PROBLEM REQUIREMENTS:
Copy the records below line for line, with no changes.

Rows from a pointing dataset:

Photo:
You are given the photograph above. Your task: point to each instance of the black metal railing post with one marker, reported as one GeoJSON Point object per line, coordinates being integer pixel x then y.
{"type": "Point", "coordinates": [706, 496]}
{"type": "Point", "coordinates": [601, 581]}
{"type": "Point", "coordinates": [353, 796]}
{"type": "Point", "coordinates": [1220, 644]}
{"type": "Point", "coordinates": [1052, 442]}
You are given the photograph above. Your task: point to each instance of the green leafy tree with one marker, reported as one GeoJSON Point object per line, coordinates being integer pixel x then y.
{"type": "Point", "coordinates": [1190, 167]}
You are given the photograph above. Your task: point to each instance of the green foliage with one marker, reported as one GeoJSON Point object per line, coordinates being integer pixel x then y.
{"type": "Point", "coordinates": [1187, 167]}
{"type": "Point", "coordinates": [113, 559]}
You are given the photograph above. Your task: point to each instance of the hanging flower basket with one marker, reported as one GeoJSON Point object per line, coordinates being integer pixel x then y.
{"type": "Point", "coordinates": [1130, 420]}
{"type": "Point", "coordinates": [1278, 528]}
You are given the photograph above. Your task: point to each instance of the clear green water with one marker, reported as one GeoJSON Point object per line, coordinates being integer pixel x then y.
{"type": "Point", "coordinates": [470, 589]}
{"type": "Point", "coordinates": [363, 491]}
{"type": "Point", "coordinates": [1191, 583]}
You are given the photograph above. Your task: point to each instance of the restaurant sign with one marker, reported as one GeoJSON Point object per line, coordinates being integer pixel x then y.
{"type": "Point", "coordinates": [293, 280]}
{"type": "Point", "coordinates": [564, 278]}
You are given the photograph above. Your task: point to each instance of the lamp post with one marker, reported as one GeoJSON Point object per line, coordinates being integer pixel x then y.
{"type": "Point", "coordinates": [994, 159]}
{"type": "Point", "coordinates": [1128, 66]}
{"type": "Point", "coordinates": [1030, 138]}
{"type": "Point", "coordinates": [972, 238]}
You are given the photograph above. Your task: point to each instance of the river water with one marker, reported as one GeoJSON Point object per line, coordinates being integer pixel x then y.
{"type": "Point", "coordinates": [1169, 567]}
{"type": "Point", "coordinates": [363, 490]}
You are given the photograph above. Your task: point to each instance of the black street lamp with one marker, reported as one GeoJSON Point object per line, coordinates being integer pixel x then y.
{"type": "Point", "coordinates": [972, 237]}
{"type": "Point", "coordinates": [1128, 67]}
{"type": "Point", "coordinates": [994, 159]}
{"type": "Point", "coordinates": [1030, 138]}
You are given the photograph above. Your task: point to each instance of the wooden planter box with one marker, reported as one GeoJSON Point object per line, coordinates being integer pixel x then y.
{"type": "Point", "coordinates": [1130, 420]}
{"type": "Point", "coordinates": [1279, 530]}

SOLUTION FOR THIS TASK:
Photo:
You are given the photograph above. Your task: point to each instance of the black metal railing post with one marker, reported as one GeoJSON Point object per line, coordinates being integer pixel x then y.
{"type": "Point", "coordinates": [706, 496]}
{"type": "Point", "coordinates": [601, 581]}
{"type": "Point", "coordinates": [353, 796]}
{"type": "Point", "coordinates": [1220, 644]}
{"type": "Point", "coordinates": [1052, 442]}
You are given the photograph above. Your task: point to each instance of the green leafy tree with one marker, reported as one GeoJSON Point object per line, coordinates being integer pixel x then y.
{"type": "Point", "coordinates": [1190, 167]}
You are given the photograph above. Your task: point to each instance of the green foliage with one marker, reported as one GeoJSON Point object per line, coordinates being integer pixel x then y.
{"type": "Point", "coordinates": [1187, 167]}
{"type": "Point", "coordinates": [113, 559]}
You are given the photograph above. Your task: point to each instance of the hanging flower basket with one marker, reported as one GeoJSON Point object per line, coordinates being integer pixel x then y.
{"type": "Point", "coordinates": [1130, 420]}
{"type": "Point", "coordinates": [1278, 528]}
You are given the photograph above. Your task: point to each instance of the clear green water with one marker, reported as one GeoJSON Point object per line, coordinates being integer pixel x then y.
{"type": "Point", "coordinates": [470, 589]}
{"type": "Point", "coordinates": [363, 491]}
{"type": "Point", "coordinates": [1191, 583]}
You are given the photograph above. Your task: point to each instance of the restaurant sign with one marker, reported as one GeoJSON Point object per line, coordinates being integer pixel x then y.
{"type": "Point", "coordinates": [293, 280]}
{"type": "Point", "coordinates": [564, 278]}
You are given the photograph above. Your task: point to each instance of the lamp post with one marker, reported as one GeoJSON Point object per line, coordinates being integer pixel x then y.
{"type": "Point", "coordinates": [994, 159]}
{"type": "Point", "coordinates": [1128, 66]}
{"type": "Point", "coordinates": [1030, 138]}
{"type": "Point", "coordinates": [972, 238]}
You are given the photograph above. Your task: point to each instance of the river water with one marker, reported as one GeoJSON Point object per line, coordinates being integer pixel x then y.
{"type": "Point", "coordinates": [1169, 567]}
{"type": "Point", "coordinates": [363, 490]}
You are given the photograph above. Your task: point to each instance of the black street lamp with one marker, reported as one GeoJSON Point object per line, coordinates being integer pixel x then y.
{"type": "Point", "coordinates": [972, 237]}
{"type": "Point", "coordinates": [1128, 67]}
{"type": "Point", "coordinates": [994, 159]}
{"type": "Point", "coordinates": [1030, 138]}
You are given the photograph above. Your task: point to each instance of the wooden planter box with one marker, reported as one GeoJSON Point object per line, coordinates being integer pixel x then y.
{"type": "Point", "coordinates": [1130, 420]}
{"type": "Point", "coordinates": [1279, 530]}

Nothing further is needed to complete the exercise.